» TASK STATEMENT:
Go through the lines below and repeat each one exactly, skipping pictures.

==*==

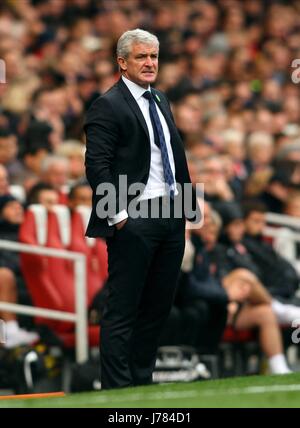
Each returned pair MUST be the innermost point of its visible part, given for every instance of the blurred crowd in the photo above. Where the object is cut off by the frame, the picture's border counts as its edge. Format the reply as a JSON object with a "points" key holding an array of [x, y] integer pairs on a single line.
{"points": [[226, 67]]}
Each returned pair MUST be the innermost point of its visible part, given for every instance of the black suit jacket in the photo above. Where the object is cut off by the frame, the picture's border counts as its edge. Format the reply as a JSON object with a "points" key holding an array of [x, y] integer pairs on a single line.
{"points": [[118, 143]]}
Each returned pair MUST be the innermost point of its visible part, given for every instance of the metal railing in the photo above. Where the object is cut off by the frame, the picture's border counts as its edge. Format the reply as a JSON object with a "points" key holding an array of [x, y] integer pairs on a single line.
{"points": [[80, 315]]}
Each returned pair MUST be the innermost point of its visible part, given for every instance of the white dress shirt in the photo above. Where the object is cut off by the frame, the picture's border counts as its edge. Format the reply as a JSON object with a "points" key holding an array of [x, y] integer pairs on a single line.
{"points": [[155, 185]]}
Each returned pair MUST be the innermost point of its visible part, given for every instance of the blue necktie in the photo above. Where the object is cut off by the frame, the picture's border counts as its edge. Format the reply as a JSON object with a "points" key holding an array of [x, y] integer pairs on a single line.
{"points": [[160, 141]]}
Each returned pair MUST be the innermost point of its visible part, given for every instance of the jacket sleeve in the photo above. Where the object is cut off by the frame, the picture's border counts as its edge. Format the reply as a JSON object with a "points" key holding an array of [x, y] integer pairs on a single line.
{"points": [[101, 141], [102, 138]]}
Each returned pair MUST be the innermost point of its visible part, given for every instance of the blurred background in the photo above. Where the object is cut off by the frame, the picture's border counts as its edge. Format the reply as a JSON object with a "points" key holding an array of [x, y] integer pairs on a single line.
{"points": [[226, 67]]}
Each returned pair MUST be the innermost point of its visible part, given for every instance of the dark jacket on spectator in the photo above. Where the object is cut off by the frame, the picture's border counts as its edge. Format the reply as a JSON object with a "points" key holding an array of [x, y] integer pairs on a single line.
{"points": [[277, 274], [205, 281]]}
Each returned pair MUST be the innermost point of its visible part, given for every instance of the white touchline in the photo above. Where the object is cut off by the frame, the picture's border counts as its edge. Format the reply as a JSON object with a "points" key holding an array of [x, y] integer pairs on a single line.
{"points": [[185, 394]]}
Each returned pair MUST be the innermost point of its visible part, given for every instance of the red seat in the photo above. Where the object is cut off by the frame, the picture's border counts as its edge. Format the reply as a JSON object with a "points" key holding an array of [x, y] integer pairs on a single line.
{"points": [[50, 280]]}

==*==

» EXERCISE SOLUTION:
Each returned pair MUST be the innermost point of its visible part, given for every instance of the blurred crowd in the photo above. Where the object is cut off by the frame, the picture's border counts as its edge. Format the reply as a JSON object with a "points" key holding an array of [x, y] integer pairs on a single line.
{"points": [[226, 67]]}
Each returned pair MUST be the innermost point of its visible part, given for every instance of the black suit jacket in the photo above. Where the object is cut off by the frame, the picture's border counts as its edge. Format the reply as a JSON object with a "points" key holding an array of [x, y] integer pairs on a single line.
{"points": [[118, 143]]}
Each returned pair MUST be the innermost point of its visible part, given for every instance of the metal railing in the photo above. Where the object is cut off by the frame, the picture's border counts as its edge. Format the reply as a JSON object with a "points" key holding an array of [x, y] integer pairs on a single line.
{"points": [[80, 315]]}
Each returned pair MUST be the innermost point of its visible part, given for every instance of the white dress shirt in the photo above. Where the object is cut off by the frame, the picture's border counts as its edge. Format the reply as a JSON object with a "points" key holding an array of [x, y] integer pairs on a single line.
{"points": [[155, 185]]}
Each returned pair MUST be the innermost point of its visible part, given for every instance of the blue necktie in the photo above. Where the object is cut off by the frame, the picture's border counts as its edge. Format the reply as a JSON object with a "points" key holding an array of [x, y] integer pairs on a single line.
{"points": [[160, 141]]}
Each returned pair MUST be the innermost point of its visible part, given for every instance of the jacket sleeve in the photo above. Where the object is cut off by the frame, the picture's border counts as its edge. Format the reply as a JSON object with a "points" key holding an array of [x, y] integer pairs on a single line.
{"points": [[101, 141], [102, 138]]}
Each returned pair MUST be the innermost point of its visible part, given for every instance of the blurred background in the photo above. Where the object is cut off by the frame, the picture's border counts as its edge. Format the reply as a JSON object with a "points" key holding an array of [x, y] integer pairs on a single line.
{"points": [[226, 67]]}
Each returned pair MUST be the innermost point of its visible part, given for every instance of the dark jacket on spectator in the photo above. Where the object is cut off by the frame, the picture's border counts as its edge. Format the reply as a JSON object with a "points" key holding an array of [x, y] integer pairs on a single line.
{"points": [[277, 274], [205, 281]]}
Each returned pair MUST be the innermost point of its visible part, given for every instance of the white touchline in the photo above. Where the object is cut off by the frame, the picture's border counts as its edge. Format the reply as a JSON object with a "points" key holding an array of [x, y] integer pairs on a single line.
{"points": [[185, 394]]}
Each returned pair MUST be the innermost point of its visible part, given for every instance of the red seat in the photo above. Where the object is cut off by the frame, the picture's border counts as its edge. Format the reply as a JSON object with a "points" key holding an array of [x, y] integer pairs on a single line.
{"points": [[50, 280]]}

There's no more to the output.